═════ DATA SECTION

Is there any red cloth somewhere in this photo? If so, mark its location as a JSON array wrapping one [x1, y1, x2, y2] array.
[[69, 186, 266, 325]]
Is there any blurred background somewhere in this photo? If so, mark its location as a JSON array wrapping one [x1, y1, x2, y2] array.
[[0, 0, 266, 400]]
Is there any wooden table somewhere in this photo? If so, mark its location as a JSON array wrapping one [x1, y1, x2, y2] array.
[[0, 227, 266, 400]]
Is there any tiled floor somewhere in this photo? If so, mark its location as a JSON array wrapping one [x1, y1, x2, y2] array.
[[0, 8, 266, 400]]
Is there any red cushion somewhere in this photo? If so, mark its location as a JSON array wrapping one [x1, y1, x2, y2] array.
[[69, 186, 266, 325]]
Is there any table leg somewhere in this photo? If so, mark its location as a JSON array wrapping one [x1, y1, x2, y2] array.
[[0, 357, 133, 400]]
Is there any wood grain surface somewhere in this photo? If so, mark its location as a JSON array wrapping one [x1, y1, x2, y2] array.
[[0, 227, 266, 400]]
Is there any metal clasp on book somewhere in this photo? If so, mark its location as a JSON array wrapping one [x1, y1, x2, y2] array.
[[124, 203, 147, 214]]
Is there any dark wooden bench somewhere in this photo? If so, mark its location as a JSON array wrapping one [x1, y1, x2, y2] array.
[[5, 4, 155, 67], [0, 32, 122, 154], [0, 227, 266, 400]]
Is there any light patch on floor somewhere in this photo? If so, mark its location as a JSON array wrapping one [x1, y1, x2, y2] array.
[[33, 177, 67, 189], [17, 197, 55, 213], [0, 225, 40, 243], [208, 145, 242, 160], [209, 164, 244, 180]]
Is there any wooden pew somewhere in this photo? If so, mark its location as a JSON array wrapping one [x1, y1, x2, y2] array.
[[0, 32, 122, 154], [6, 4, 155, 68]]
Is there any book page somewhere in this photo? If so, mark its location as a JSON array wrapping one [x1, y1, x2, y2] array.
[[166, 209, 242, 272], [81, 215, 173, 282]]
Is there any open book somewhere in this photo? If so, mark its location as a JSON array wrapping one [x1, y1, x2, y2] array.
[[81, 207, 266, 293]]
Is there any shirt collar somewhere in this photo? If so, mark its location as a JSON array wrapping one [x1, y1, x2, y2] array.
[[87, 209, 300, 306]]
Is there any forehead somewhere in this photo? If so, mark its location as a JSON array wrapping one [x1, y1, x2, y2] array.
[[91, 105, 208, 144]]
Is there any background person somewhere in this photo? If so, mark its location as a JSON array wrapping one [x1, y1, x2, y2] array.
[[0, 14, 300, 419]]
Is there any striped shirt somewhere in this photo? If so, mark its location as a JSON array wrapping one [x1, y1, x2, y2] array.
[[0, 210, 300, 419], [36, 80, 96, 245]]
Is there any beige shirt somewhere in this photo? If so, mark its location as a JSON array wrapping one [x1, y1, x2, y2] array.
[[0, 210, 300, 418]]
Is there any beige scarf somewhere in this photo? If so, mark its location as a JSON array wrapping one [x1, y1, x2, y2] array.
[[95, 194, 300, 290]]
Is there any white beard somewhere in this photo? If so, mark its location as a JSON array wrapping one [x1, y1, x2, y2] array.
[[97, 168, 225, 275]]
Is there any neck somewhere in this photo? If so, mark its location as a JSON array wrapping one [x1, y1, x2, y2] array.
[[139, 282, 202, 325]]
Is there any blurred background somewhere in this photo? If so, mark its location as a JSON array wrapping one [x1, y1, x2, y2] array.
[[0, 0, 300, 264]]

══════════

▶ _SHORT PROBLEM_: Copy out the entire listing above word for word, from its first line through its last.

▶ _TASK ANSWER_:
Is there any red cloth somewhere in this photo? If so, mark its location as a JSON array wrapping one [x1, y1, x2, y2] array.
[[69, 186, 266, 325]]
Is there any blurred background somewhere in this photo? If so, mark its location as a JSON array wrapping one [x1, y1, x2, y2] array.
[[0, 0, 266, 400]]
Is there any wooden table somewhere in this photo? If so, mark its location as a JSON array wrapping one [x1, y1, x2, y2] array.
[[0, 227, 266, 400]]
Is there any tiled floor somewhere in this photo? If so, mark its location as a JSON array wrapping one [x1, y1, x2, y2] array.
[[0, 8, 266, 400]]
Is there any red cushion somewhere in this photo? If so, mark its location as a JSON array wrapping one [x1, y1, x2, y2] array.
[[69, 186, 266, 325]]
Is there any table leg somewhere in this photo? If so, mark its location as a JSON array wrapping one [x1, y1, x2, y2] array.
[[0, 357, 133, 400]]
Is there any wood grain surface somewhere in this photo? If so, mark its location as a JSON array wrapping one [x1, y1, x2, y2] array.
[[0, 227, 266, 400]]
Is there any metal clasp on book somewhere in this photo? If so, mark its location as a JSON array wrapping one [x1, y1, x2, y2] array.
[[124, 203, 147, 214]]
Is there any dark wooden bench somewhere in this photo? If so, mark its location as a JSON array wrapping one [x1, y1, x2, y2] array.
[[5, 4, 155, 67], [0, 32, 122, 154], [0, 227, 266, 400]]
Is there any light patch on floor somewhere in this photo? If so, mark its location as a JSON array wrapping one [x1, y1, x2, y2] array.
[[33, 177, 67, 189], [17, 197, 55, 213], [0, 225, 40, 243], [208, 145, 242, 160], [209, 164, 244, 180]]
Is there any wooden pew somewhere in this photo? If so, mark its location as a JSON array wrapping one [x1, y1, x2, y2] array.
[[0, 32, 122, 154], [6, 4, 155, 68]]
Is there any book page somewhere in this photo? If so, mark its location as a JSON array wrapping one [x1, y1, x2, y2] array.
[[166, 209, 242, 272], [81, 215, 173, 282]]
Is there any open book somewhere in this photo? If so, mark its location as a JSON array wrapping one [x1, y1, x2, y2] array.
[[81, 207, 266, 293]]
Is there any shirt collar somewhere in this photo? If so, mark its location as a JSON array wrapping one [x1, y1, x2, y2] array.
[[87, 209, 300, 306]]
Is there any forehead somewhere in this photo? If so, mark its location as a JSON array wrapping one [x1, y1, x2, y2] array.
[[91, 105, 208, 144]]
Is there any background person somewhere in this photo? If so, mark its location as a JSON array wrapping one [x1, y1, x2, y2] array.
[[0, 14, 300, 419]]
Is there any striped shirt somewhere in this photo? If so, mark its location as a JSON array wrapping one [x1, y1, x2, y2] array.
[[0, 210, 300, 419], [36, 80, 96, 245]]
Is there any beige shirt somewhere in this photo? If so, mark its location as a JSON array wrapping one [x1, y1, x2, y2] array.
[[0, 210, 300, 418]]
Is there any beige scarf somewhere in this photo? If so, mark its location as a JSON array wrapping one [x1, y1, x2, y2] array.
[[95, 194, 300, 290]]
Is there any white beard somewhere in this photo? If so, mark its location as a JSON array wrapping one [x1, y1, x2, y2] array.
[[97, 168, 225, 275]]
Is there any neck somewhere in this photo? If so, mark its location as a JSON array wrapping one [x1, y1, x2, y2] array.
[[139, 282, 202, 325]]
Is there any blurred background somewhere in this photo? If so, mark its location as a JSON array wrapping one [x1, y1, x2, y2] array.
[[0, 0, 300, 264]]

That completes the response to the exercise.